-- THE RECORDS follows --

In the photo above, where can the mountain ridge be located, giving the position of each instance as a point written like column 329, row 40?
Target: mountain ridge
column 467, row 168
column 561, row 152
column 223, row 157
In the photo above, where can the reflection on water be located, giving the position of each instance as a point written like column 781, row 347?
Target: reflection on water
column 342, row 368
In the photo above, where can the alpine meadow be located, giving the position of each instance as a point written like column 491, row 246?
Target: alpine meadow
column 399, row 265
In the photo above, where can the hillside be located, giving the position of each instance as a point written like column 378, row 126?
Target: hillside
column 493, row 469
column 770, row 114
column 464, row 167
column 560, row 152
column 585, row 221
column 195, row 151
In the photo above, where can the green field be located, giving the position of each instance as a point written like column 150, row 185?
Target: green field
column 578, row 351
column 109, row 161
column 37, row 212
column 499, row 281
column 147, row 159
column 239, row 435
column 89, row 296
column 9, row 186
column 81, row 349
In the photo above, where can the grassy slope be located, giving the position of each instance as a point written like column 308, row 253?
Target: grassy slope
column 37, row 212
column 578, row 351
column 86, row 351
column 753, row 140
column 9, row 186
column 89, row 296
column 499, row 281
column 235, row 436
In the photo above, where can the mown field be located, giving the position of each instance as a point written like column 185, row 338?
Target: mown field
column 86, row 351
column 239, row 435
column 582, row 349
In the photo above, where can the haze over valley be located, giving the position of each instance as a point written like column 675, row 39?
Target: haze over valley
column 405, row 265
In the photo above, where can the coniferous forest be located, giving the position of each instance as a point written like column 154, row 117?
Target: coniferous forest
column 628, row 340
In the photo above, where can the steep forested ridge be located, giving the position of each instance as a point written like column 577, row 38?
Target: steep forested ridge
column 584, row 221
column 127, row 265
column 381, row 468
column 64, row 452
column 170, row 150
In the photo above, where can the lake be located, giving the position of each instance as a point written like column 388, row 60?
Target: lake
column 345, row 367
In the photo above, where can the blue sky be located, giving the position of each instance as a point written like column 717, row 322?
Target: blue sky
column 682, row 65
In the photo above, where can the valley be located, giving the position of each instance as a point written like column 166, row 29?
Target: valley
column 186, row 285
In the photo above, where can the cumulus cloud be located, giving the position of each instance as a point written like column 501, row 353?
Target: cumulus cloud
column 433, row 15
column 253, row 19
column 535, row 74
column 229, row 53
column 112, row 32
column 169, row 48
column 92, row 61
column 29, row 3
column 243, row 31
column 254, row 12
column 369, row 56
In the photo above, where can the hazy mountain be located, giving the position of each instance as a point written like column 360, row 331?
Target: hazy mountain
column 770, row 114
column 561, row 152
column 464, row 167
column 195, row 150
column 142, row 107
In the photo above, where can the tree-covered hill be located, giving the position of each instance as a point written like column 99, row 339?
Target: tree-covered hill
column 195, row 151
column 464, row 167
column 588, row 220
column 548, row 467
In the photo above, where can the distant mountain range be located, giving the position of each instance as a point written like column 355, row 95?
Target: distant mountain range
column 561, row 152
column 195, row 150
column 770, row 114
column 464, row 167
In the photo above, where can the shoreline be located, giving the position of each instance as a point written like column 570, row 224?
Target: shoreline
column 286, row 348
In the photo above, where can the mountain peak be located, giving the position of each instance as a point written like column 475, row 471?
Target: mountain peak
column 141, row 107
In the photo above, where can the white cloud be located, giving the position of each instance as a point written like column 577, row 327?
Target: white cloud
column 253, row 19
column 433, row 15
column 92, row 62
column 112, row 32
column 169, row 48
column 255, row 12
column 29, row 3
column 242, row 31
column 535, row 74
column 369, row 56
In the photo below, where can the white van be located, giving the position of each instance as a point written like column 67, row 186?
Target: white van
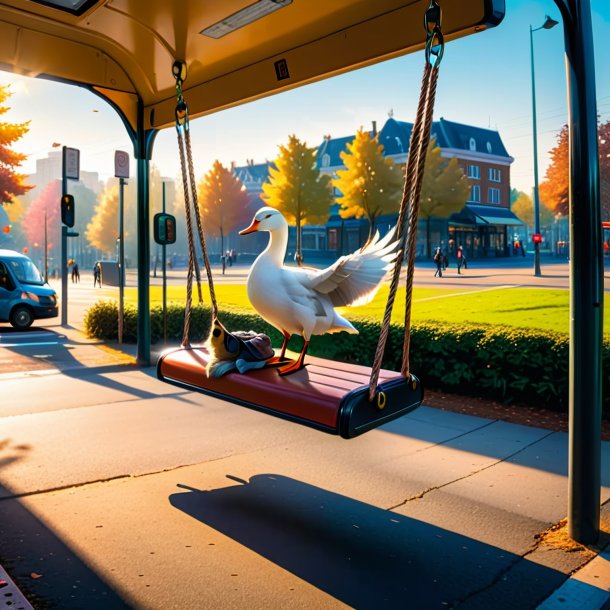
column 24, row 295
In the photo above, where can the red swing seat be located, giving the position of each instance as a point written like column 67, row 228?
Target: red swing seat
column 326, row 395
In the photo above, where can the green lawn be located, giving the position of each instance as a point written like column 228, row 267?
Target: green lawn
column 546, row 309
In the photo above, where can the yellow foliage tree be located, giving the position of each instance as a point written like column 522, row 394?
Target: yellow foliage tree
column 223, row 202
column 297, row 189
column 102, row 231
column 370, row 184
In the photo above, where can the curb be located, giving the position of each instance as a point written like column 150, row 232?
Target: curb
column 10, row 596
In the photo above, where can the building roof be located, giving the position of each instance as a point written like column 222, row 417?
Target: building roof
column 396, row 135
column 333, row 147
column 251, row 173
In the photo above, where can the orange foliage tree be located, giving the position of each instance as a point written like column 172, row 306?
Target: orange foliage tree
column 11, row 183
column 103, row 230
column 223, row 202
column 46, row 205
column 554, row 190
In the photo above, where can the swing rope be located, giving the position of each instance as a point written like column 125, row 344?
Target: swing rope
column 409, row 206
column 191, row 207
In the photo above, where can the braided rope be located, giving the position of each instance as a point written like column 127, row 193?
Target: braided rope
column 191, row 245
column 412, row 170
column 414, row 216
column 204, row 250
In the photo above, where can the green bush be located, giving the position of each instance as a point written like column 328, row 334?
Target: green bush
column 501, row 363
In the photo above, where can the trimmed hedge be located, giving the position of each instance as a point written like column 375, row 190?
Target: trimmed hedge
column 510, row 365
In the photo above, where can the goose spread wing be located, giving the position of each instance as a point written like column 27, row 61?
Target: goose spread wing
column 354, row 279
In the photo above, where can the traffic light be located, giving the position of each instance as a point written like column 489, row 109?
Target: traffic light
column 67, row 210
column 164, row 228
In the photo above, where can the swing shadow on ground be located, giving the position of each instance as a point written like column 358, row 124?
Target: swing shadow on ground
column 362, row 555
column 51, row 575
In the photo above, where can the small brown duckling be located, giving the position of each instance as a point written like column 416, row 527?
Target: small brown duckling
column 240, row 350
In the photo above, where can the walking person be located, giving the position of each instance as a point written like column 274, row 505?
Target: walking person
column 75, row 273
column 461, row 259
column 97, row 275
column 438, row 259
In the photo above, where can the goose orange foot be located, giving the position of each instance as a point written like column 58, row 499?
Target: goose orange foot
column 297, row 365
column 278, row 361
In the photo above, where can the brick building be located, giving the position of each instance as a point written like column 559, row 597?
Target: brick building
column 484, row 227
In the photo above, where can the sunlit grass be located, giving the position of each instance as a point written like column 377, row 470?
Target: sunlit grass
column 539, row 308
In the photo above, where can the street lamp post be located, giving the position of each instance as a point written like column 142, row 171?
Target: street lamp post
column 547, row 25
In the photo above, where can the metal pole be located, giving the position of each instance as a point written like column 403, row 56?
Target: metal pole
column 64, row 246
column 586, row 276
column 164, row 279
column 535, row 139
column 46, row 250
column 121, row 259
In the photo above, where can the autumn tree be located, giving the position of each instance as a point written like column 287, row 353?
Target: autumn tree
column 223, row 202
column 554, row 190
column 6, row 230
column 45, row 210
column 523, row 208
column 11, row 183
column 297, row 189
column 103, row 230
column 445, row 188
column 370, row 185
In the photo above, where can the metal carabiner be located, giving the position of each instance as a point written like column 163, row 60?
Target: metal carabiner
column 181, row 112
column 435, row 41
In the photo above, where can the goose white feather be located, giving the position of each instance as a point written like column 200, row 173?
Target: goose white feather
column 302, row 301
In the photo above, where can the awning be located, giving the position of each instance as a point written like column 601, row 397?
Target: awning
column 494, row 216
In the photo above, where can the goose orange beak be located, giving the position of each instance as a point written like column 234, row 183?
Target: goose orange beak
column 252, row 228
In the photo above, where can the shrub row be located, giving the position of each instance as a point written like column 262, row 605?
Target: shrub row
column 496, row 362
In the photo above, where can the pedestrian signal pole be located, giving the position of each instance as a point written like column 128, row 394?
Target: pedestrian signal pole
column 121, row 171
column 70, row 170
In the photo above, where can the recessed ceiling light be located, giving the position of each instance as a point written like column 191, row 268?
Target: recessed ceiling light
column 247, row 15
column 76, row 7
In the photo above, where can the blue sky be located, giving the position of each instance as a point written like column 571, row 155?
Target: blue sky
column 484, row 81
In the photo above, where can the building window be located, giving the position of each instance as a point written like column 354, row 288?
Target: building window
column 309, row 241
column 475, row 193
column 333, row 239
column 474, row 171
column 494, row 195
column 495, row 175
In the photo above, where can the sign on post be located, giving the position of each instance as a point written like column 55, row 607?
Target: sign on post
column 71, row 163
column 121, row 164
column 164, row 226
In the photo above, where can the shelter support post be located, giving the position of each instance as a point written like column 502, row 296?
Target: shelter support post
column 586, row 277
column 143, row 145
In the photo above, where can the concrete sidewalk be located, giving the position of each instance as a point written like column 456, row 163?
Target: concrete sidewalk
column 119, row 491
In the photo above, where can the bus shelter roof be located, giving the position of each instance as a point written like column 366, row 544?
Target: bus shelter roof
column 235, row 51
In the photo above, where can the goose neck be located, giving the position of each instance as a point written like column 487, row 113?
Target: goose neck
column 278, row 242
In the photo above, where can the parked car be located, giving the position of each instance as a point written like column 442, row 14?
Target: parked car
column 24, row 295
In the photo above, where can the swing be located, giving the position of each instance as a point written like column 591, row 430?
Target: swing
column 333, row 397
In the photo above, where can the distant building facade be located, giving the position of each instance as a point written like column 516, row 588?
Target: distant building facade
column 484, row 227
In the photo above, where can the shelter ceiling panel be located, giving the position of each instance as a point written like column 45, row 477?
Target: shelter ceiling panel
column 130, row 45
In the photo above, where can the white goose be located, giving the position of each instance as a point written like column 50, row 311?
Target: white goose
column 302, row 301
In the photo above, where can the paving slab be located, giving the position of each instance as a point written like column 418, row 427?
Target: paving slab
column 151, row 498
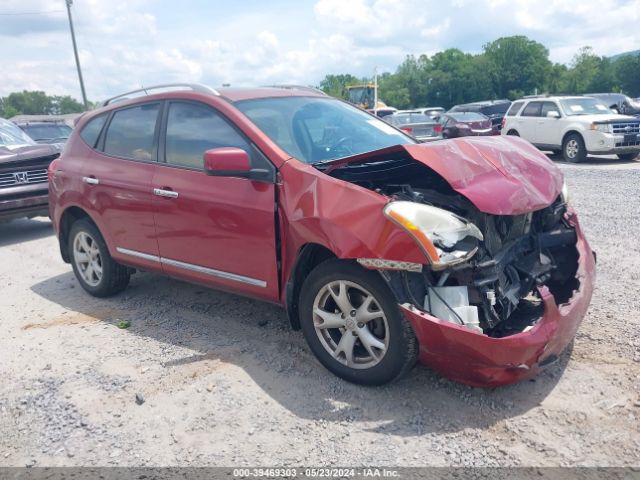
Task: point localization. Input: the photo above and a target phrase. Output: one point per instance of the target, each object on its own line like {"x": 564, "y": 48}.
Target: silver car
{"x": 419, "y": 126}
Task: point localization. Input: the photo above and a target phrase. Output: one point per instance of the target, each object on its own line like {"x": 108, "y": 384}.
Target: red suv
{"x": 464, "y": 254}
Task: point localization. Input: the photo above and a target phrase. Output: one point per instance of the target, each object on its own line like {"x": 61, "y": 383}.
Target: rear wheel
{"x": 573, "y": 149}
{"x": 627, "y": 156}
{"x": 352, "y": 324}
{"x": 92, "y": 264}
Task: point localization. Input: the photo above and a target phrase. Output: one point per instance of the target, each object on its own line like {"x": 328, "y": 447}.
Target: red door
{"x": 216, "y": 230}
{"x": 118, "y": 185}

-- THE RECORDS concluded --

▶ _WHAT YOU WILL DO_:
Your answer should consist of the lines above that hold the word "phrase", copied exactly.

▶ _SOLUTION TO THE EXERCISE_:
Task: point localization. Input: the photo above and a target phrase. Output: one point per instance of the target, each object on its own line like {"x": 564, "y": 48}.
Task: point localization. Input: the photo above and a target phrase. Output: one point per instance of the target, each object on its own line like {"x": 108, "y": 384}.
Task: point localization. Input: the photo above and a target phrase. Output: one point per instance of the target, each object on its own line like {"x": 61, "y": 383}.
Task: point localization. Input: the photo above and a target phrase. Output: one point per instance of the target, each object on its own line like {"x": 328, "y": 447}.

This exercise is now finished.